Task to complete –
Change "dog's" to "puppy's" in the rows from the line with "the chandelier candle" up to and including the line with "pixel 348 366", keeping everything else the same. Write out only those lines, without the pictures.

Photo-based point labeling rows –

-.-.-

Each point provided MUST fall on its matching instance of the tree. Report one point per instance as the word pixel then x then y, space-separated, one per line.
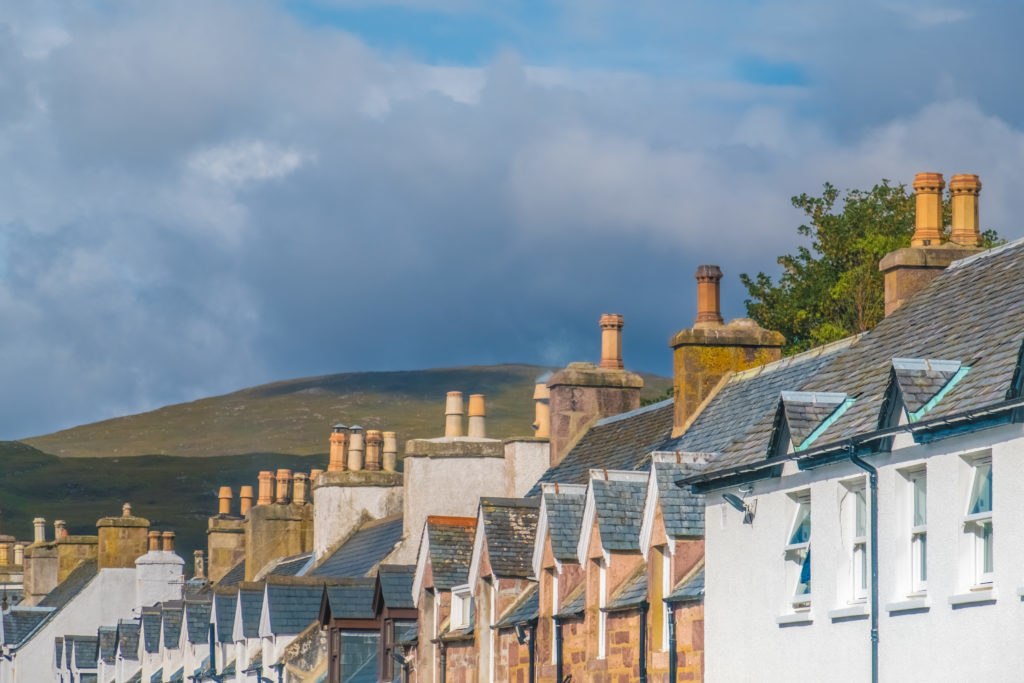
pixel 834 289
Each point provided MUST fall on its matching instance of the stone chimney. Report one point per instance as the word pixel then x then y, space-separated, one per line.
pixel 711 349
pixel 374 442
pixel 909 269
pixel 224 498
pixel 338 438
pixel 583 393
pixel 611 341
pixel 389 458
pixel 477 417
pixel 453 414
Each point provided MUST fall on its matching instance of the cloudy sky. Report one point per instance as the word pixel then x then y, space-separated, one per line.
pixel 198 197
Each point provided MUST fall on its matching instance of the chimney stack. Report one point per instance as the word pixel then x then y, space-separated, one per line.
pixel 389 458
pixel 284 485
pixel 709 297
pixel 477 416
pixel 265 487
pixel 928 220
pixel 611 342
pixel 338 438
pixel 965 188
pixel 356 444
pixel 245 500
pixel 374 441
pixel 453 414
pixel 224 497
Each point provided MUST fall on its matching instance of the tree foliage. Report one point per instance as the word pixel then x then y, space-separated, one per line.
pixel 834 289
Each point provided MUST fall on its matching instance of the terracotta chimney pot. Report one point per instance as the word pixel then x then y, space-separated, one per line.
pixel 245 500
pixel 611 341
pixel 928 218
pixel 709 297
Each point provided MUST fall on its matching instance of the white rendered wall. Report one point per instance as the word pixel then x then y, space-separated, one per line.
pixel 750 584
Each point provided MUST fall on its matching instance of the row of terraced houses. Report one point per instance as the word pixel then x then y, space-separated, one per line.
pixel 847 513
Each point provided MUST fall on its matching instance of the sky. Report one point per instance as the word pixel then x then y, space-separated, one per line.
pixel 199 197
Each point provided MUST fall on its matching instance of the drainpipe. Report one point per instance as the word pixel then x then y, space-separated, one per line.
pixel 872 477
pixel 673 656
pixel 644 606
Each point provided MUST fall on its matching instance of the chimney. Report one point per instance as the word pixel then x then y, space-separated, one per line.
pixel 224 497
pixel 356 441
pixel 453 414
pixel 611 342
pixel 301 488
pixel 389 459
pixel 245 500
pixel 200 561
pixel 477 416
pixel 542 407
pixel 709 297
pixel 710 350
pixel 965 188
pixel 928 220
pixel 284 485
pixel 338 438
pixel 265 487
pixel 374 440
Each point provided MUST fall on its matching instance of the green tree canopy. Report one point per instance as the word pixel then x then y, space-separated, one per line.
pixel 834 289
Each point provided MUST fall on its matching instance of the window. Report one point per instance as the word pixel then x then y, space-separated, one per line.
pixel 798 551
pixel 978 520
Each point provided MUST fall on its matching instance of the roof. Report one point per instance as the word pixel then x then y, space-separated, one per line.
pixel 352 599
pixel 292 607
pixel 363 551
pixel 619 512
pixel 510 526
pixel 451 550
pixel 198 621
pixel 525 608
pixel 619 442
pixel 564 519
pixel 396 585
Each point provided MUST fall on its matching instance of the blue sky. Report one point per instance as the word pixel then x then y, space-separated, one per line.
pixel 203 196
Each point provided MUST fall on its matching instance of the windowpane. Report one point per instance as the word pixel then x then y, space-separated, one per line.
pixel 981 492
pixel 802 524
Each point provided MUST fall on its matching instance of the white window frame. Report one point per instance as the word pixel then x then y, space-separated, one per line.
pixel 975 523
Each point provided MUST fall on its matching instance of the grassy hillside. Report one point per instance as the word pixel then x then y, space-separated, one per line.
pixel 295 416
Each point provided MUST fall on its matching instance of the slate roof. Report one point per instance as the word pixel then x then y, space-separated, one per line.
pixel 526 608
pixel 128 634
pixel 689 590
pixel 172 613
pixel 451 549
pixel 617 442
pixel 108 636
pixel 198 621
pixel 151 629
pixel 619 512
pixel 252 603
pixel 973 311
pixel 293 608
pixel 396 585
pixel 631 593
pixel 71 586
pixel 353 599
pixel 365 550
pixel 564 519
pixel 510 526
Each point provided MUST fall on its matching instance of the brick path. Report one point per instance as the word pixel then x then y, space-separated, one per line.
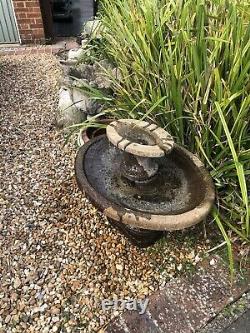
pixel 64 44
pixel 185 305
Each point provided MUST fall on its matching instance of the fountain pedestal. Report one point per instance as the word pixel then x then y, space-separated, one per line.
pixel 143 182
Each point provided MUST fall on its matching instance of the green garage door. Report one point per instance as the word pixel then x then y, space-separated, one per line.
pixel 8 27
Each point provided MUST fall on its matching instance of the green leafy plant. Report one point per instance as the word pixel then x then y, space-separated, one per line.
pixel 186 66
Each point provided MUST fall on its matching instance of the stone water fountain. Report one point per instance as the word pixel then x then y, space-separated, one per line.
pixel 142 181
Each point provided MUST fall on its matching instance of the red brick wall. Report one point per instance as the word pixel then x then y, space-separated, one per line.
pixel 29 21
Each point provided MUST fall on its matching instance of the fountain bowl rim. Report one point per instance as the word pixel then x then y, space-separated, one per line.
pixel 146 220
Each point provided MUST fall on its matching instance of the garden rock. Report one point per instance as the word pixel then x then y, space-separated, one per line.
pixel 83 102
pixel 93 74
pixel 68 113
pixel 75 54
pixel 93 28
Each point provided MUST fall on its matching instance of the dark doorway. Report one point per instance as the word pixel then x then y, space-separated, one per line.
pixel 70 15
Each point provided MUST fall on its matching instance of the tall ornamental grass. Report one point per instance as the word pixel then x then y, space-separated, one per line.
pixel 186 65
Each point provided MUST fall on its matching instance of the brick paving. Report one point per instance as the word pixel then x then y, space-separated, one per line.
pixel 63 44
pixel 185 305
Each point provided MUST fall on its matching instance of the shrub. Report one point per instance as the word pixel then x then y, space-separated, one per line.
pixel 186 66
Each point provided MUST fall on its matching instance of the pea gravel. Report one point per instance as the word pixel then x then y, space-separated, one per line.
pixel 59 257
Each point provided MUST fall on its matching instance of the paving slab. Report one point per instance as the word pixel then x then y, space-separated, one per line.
pixel 241 325
pixel 186 304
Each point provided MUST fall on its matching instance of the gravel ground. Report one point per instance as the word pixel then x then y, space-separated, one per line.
pixel 228 316
pixel 59 257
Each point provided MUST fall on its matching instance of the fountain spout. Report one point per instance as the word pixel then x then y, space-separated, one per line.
pixel 143 144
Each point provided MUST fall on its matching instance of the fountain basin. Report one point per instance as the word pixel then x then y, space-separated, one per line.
pixel 180 195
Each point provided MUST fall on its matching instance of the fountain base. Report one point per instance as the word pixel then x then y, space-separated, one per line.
pixel 137 236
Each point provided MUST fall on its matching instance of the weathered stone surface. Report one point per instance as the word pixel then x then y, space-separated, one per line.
pixel 133 322
pixel 93 28
pixel 185 305
pixel 68 113
pixel 75 54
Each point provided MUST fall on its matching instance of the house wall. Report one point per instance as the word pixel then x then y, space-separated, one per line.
pixel 29 21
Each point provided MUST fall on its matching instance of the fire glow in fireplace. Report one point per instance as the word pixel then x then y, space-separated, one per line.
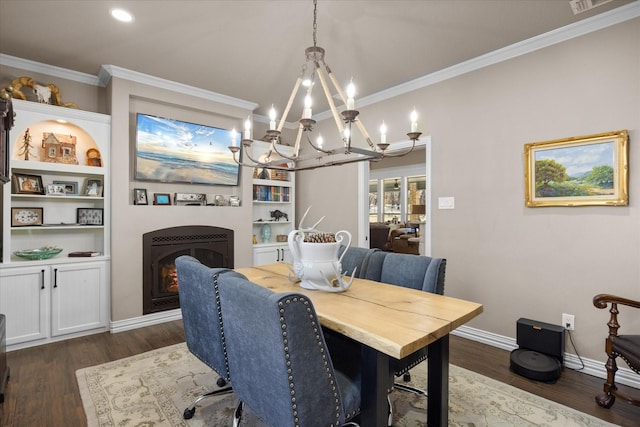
pixel 212 246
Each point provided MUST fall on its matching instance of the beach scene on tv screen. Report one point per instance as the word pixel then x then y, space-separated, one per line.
pixel 170 150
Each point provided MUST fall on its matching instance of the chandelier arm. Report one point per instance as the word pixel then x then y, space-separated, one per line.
pixel 360 125
pixel 317 147
pixel 257 162
pixel 273 147
pixel 296 86
pixel 296 147
pixel 327 93
pixel 404 153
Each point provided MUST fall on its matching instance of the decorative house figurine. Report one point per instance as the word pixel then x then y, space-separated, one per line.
pixel 59 148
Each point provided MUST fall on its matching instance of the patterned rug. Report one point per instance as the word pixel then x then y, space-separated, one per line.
pixel 154 388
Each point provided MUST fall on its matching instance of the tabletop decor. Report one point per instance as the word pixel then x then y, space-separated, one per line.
pixel 315 257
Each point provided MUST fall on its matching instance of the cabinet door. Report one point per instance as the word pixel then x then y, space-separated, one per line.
pixel 78 297
pixel 24 300
pixel 271 254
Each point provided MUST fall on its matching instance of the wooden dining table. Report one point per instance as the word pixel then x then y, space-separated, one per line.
pixel 391 322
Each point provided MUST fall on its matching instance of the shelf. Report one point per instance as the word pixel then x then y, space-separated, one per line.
pixel 56 198
pixel 271 222
pixel 272 183
pixel 55 168
pixel 57 227
pixel 270 202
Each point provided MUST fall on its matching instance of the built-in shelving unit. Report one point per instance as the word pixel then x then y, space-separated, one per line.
pixel 59 196
pixel 273 211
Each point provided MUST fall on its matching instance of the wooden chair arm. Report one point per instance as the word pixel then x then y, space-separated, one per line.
pixel 601 301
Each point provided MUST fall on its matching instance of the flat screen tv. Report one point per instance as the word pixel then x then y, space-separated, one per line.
pixel 170 150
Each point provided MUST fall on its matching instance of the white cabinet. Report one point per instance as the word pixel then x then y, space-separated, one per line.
pixel 44 302
pixel 268 254
pixel 273 210
pixel 59 196
pixel 78 298
pixel 24 300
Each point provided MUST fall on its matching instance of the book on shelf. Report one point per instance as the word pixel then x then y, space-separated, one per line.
pixel 84 254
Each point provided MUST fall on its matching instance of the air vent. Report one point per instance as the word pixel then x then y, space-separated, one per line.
pixel 579 6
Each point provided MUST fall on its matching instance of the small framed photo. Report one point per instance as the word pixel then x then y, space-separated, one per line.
pixel 162 199
pixel 55 190
pixel 24 217
pixel 90 216
pixel 93 188
pixel 27 184
pixel 140 196
pixel 70 187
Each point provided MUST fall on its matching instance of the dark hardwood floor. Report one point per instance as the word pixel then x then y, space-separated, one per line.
pixel 42 388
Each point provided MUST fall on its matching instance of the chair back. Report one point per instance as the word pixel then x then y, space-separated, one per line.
pixel 279 362
pixel 411 271
pixel 201 315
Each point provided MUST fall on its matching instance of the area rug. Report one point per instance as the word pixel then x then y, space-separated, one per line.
pixel 154 388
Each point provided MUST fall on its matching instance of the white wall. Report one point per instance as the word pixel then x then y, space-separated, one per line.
pixel 520 262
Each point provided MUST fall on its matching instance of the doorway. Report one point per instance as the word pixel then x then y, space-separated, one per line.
pixel 364 173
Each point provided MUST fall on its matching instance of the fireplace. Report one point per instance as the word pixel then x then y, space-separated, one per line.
pixel 212 246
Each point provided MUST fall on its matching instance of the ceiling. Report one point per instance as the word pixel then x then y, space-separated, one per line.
pixel 254 49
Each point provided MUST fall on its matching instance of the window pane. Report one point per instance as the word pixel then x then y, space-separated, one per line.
pixel 391 194
pixel 373 200
pixel 416 193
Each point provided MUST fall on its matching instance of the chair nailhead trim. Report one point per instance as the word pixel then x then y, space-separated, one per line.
pixel 319 342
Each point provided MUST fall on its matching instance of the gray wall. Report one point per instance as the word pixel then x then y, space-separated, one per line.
pixel 520 262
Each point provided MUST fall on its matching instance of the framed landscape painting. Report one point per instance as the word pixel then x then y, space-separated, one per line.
pixel 578 171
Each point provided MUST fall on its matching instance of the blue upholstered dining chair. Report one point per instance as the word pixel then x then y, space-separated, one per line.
pixel 356 258
pixel 411 271
pixel 279 363
pixel 201 317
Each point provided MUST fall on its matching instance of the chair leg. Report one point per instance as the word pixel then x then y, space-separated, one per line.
pixel 188 413
pixel 237 415
pixel 607 399
pixel 410 389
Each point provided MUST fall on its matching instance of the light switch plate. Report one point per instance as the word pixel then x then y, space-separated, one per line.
pixel 446 203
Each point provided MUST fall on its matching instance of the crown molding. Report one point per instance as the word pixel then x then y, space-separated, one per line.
pixel 583 27
pixel 586 26
pixel 50 70
pixel 107 72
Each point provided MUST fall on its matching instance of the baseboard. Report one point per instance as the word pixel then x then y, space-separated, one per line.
pixel 571 361
pixel 146 320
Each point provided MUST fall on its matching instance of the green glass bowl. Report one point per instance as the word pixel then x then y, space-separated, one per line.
pixel 40 253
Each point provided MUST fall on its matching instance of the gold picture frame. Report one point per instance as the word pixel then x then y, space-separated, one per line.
pixel 578 171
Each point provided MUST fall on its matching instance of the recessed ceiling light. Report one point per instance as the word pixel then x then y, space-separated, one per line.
pixel 121 15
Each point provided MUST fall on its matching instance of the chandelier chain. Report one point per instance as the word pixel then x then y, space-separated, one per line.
pixel 315 23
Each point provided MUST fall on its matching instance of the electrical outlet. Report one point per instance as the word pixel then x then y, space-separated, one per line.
pixel 568 321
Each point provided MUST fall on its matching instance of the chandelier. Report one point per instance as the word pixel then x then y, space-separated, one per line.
pixel 275 158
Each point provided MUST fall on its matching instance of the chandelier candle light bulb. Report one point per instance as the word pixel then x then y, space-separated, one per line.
pixel 414 120
pixel 272 118
pixel 351 92
pixel 307 107
pixel 234 136
pixel 247 129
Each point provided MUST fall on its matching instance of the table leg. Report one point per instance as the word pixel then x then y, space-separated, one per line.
pixel 375 380
pixel 438 383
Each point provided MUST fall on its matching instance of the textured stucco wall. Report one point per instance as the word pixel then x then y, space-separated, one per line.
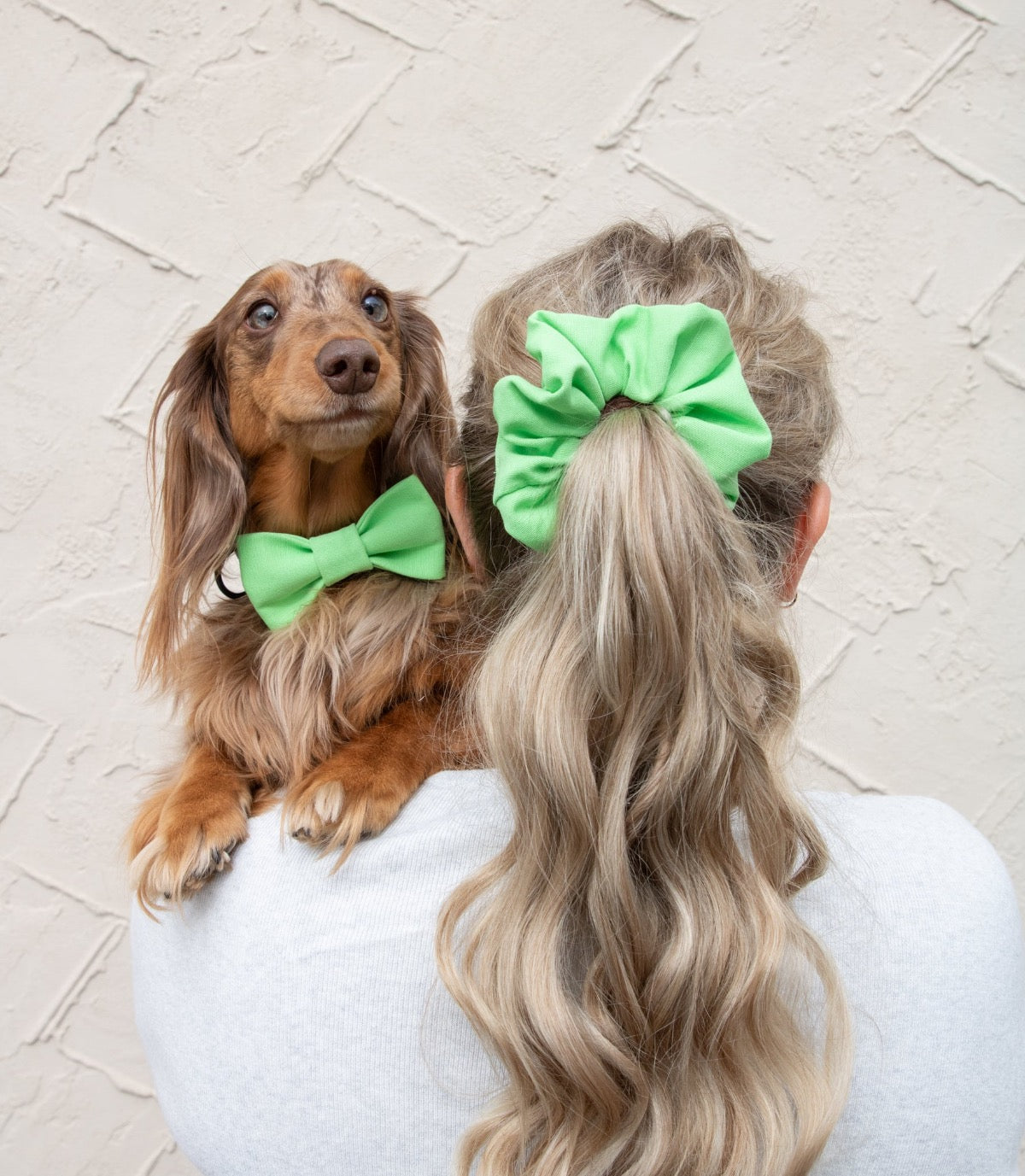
pixel 153 155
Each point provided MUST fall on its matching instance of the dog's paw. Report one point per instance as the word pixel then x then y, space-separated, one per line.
pixel 181 858
pixel 340 802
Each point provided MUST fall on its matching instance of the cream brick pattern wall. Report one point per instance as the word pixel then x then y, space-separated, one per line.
pixel 155 155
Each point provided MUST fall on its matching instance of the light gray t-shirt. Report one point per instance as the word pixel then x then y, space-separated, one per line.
pixel 296 1026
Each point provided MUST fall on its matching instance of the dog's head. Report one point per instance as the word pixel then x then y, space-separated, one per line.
pixel 318 361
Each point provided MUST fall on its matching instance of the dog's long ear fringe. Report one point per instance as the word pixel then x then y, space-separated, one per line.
pixel 425 427
pixel 202 501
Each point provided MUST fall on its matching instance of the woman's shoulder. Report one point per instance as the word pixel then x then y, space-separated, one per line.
pixel 919 914
pixel 911 851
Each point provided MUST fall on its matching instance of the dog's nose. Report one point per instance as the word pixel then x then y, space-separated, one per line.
pixel 348 366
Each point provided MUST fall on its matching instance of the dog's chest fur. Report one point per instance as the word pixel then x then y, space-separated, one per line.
pixel 277 702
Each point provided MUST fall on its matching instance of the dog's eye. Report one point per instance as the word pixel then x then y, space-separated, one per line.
pixel 261 315
pixel 376 307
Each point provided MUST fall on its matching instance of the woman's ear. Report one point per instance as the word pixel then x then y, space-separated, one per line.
pixel 460 512
pixel 809 529
pixel 425 426
pixel 202 500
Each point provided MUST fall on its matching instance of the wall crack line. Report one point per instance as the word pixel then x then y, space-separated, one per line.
pixel 59 16
pixel 963 167
pixel 326 158
pixel 953 58
pixel 155 259
pixel 614 136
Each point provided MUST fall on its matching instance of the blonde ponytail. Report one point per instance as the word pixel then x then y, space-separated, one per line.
pixel 631 957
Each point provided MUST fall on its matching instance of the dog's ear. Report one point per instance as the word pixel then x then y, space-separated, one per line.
pixel 425 427
pixel 202 501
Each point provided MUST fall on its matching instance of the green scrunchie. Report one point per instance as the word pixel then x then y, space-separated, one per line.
pixel 676 358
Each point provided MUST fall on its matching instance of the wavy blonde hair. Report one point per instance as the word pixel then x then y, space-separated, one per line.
pixel 632 957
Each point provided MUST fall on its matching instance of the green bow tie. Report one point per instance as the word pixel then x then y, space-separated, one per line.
pixel 401 532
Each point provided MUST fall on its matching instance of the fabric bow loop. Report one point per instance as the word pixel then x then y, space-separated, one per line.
pixel 679 359
pixel 401 532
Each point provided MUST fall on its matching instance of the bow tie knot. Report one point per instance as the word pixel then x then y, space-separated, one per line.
pixel 401 532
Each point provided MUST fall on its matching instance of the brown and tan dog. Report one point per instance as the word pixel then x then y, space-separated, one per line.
pixel 310 393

-.-.-

Correct result –
Each point provided MUST fall on its matching instance of the chandelier candle light bulb. Report one point per instance as the word pixel then x then y, space-separated, one per line.
pixel 414 120
pixel 272 118
pixel 351 92
pixel 307 107
pixel 234 136
pixel 247 129
Each point provided MUST fall on its matching instance of the table leg. Report one point per instance as the word pixel then x then y, space-separated, one per line.
pixel 375 380
pixel 438 383
Each point provided MUST fall on its matching instance of the textured stucco wall. Report one point per instance as the word pixel then x then y, space-separated, one per line.
pixel 153 155
Each point provided MUST fall on its matching instance of the puppy's paw. Report one point per instance as the word pixel then x then y, space-separated, one per line.
pixel 181 858
pixel 340 802
Each point provided MUST fall on its matching instance of the cream brick pattern wall. Report one point per instance as the word pixel then x then y, space-separated, one per line.
pixel 155 155
Each point provided MUST fall on its matching instance of the light gray t-shirt. Report one point per instance as the word pixel then x then y, space-separated, one per line.
pixel 296 1026
Each point provided MUST fall on its matching instance of the puppy's head. Report one point per instance as the word pixel then x then y, space-separated, one per line.
pixel 318 361
Each point provided MUST fall on its matching instance of the puppy's long ear fringe. Report one point per instance as the word pixel then x then y, space-separated, one per line.
pixel 425 427
pixel 202 501
Each point provided MUST fall on its matching instance of the woman's shoulder. Report one point per instance as the word pixel then x then y, space-separated, one per line.
pixel 919 914
pixel 911 851
Each point provided MUST fall on its matching instance of the puppy's nose. Report one point per instance as the word pixel then x then y, space-separated, one per line.
pixel 348 366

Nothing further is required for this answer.